■ **Stated problem**
Transcribe all of the material below word for word, leaving out the pictures.

Records taken from a data source:
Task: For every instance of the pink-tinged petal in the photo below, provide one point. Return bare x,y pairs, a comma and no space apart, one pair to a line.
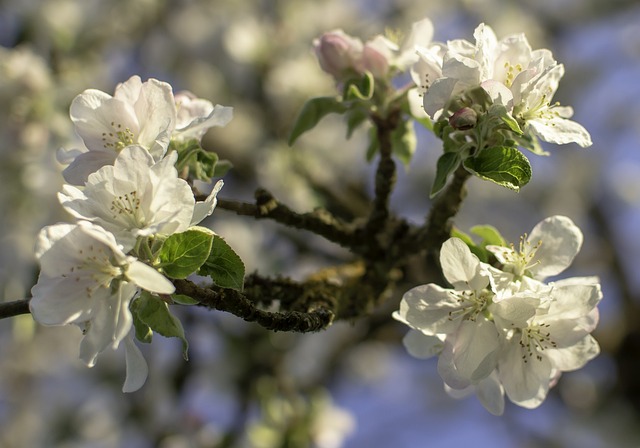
491,394
475,349
525,378
148,278
422,346
575,356
137,368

■ **Solution for this task**
Task: For every instance of the pink-tinged petal in the photo below, provide one point. Return bare x,y pairs, a comma and no space apart, one pair to a line.
491,394
475,349
525,378
148,278
422,346
575,356
137,368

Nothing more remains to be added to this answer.